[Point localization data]

══════════════════════════════

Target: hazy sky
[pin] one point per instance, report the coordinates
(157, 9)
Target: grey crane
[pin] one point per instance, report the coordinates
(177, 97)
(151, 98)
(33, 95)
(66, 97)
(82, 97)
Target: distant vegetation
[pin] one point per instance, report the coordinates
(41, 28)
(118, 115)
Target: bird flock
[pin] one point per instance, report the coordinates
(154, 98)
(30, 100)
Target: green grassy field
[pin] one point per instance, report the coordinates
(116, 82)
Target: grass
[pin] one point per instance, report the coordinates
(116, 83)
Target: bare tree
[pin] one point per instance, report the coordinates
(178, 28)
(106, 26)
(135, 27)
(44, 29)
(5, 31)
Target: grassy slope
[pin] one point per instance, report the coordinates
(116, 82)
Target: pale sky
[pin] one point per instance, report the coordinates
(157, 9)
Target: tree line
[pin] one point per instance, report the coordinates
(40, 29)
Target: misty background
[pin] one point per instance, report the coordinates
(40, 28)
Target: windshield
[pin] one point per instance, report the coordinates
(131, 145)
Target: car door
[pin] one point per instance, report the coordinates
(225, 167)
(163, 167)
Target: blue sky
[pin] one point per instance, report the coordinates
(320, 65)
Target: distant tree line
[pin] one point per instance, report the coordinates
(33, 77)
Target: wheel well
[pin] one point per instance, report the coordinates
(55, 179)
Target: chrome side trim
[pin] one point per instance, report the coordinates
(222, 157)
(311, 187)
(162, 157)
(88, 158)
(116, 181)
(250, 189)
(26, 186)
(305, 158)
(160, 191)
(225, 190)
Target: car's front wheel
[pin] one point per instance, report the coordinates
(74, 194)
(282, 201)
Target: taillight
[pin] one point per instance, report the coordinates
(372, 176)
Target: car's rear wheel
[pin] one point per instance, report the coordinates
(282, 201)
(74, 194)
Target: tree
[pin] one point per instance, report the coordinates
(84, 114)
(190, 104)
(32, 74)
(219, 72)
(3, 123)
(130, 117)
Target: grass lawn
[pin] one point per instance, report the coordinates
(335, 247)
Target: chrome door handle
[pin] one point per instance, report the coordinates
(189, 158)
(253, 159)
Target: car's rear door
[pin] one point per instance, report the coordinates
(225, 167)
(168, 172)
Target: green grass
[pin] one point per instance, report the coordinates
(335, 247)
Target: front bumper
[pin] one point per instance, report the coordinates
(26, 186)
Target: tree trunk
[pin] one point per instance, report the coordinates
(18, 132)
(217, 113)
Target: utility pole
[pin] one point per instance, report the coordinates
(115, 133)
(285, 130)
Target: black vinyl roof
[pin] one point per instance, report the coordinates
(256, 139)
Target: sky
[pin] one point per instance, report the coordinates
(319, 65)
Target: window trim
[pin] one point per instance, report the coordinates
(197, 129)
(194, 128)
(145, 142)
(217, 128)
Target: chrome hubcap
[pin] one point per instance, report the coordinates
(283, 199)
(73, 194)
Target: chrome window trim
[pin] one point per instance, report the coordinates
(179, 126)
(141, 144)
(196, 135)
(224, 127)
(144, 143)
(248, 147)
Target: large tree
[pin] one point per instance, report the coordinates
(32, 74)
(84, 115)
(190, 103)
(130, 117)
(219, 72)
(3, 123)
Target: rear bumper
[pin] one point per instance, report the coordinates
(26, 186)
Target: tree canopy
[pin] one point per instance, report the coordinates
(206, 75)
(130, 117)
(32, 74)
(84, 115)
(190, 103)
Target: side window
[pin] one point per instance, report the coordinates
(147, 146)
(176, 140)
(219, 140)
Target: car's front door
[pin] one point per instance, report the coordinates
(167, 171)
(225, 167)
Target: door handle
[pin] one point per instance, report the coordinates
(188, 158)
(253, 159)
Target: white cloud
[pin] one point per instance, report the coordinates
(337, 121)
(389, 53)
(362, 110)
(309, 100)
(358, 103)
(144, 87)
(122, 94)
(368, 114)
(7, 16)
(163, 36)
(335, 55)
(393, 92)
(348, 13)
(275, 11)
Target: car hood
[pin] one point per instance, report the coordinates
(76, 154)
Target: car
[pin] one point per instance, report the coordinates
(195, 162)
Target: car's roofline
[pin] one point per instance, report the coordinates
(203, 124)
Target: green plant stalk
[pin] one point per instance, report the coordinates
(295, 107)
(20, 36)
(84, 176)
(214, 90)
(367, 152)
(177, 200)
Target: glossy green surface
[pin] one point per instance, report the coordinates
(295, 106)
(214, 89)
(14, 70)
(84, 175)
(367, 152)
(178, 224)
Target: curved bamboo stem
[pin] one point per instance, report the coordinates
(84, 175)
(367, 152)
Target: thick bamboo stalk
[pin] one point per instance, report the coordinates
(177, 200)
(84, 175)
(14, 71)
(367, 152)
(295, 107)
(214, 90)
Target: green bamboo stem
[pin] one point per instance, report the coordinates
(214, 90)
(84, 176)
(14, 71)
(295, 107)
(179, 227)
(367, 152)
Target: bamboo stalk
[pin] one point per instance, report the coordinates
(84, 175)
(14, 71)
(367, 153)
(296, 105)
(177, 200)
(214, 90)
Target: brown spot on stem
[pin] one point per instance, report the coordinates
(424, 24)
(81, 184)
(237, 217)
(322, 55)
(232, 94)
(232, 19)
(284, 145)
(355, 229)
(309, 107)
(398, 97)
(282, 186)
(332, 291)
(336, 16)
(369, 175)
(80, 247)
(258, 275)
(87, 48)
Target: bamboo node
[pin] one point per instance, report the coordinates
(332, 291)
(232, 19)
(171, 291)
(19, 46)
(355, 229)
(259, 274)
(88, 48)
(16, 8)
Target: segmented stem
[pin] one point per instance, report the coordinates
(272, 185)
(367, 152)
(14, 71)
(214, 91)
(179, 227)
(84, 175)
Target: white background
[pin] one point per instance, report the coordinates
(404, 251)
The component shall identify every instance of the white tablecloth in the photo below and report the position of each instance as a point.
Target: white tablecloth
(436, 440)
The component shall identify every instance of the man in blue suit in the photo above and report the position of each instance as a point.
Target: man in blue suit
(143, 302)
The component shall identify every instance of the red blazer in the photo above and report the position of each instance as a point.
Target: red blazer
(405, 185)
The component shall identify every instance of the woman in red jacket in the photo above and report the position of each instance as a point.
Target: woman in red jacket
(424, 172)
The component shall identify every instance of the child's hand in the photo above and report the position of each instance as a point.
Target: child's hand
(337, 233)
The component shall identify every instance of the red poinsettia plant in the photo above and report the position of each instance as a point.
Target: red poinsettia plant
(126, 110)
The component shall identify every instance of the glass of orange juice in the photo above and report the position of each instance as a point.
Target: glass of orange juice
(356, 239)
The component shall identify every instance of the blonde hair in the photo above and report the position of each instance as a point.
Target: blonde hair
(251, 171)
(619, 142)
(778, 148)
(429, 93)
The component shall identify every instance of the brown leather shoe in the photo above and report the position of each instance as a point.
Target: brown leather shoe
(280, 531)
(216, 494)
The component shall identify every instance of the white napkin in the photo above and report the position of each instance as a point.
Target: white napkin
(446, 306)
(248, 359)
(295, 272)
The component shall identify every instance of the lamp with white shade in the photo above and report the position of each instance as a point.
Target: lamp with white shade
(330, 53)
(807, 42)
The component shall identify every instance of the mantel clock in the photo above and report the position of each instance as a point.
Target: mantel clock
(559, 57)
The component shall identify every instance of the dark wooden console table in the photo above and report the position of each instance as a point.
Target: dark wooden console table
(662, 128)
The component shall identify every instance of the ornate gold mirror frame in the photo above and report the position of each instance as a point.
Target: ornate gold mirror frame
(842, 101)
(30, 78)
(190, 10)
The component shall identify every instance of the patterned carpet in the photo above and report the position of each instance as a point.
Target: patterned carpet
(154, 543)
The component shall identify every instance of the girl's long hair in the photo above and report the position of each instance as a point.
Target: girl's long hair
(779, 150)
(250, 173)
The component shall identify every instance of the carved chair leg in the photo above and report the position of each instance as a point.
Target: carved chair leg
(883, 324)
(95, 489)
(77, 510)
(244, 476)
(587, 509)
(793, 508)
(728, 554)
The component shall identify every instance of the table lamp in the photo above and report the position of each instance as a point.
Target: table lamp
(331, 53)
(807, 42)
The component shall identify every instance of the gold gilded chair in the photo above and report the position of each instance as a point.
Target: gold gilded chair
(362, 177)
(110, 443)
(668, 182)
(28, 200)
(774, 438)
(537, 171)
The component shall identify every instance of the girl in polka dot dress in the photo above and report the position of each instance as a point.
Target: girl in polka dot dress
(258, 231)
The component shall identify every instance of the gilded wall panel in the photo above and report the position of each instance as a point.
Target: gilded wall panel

══════════════════════════════

An exact copy of the lines above, from the one containing "The component shall identify every instance of the lamp" down to the one containing "The component shall identify every instance of the ornate" and including both, is the whole answer; retype it and nothing else.

The component shall identify every instance of the lamp with white shade in the photo above and report the position of each instance as a point.
Target: lamp with white shade
(330, 53)
(807, 42)
The component shall identify every instance of the mantel clock in the photo above and report the position of each instance as a point.
Target: mantel clock
(559, 57)
The component shall identify every instance of the dark wooden console table in the photo above and report the position of each instance as a point.
Target: dark wooden console table
(662, 128)
The component shall identify every instance of the ornate gold mirror frame in the photo above and report the position of each instance as a point.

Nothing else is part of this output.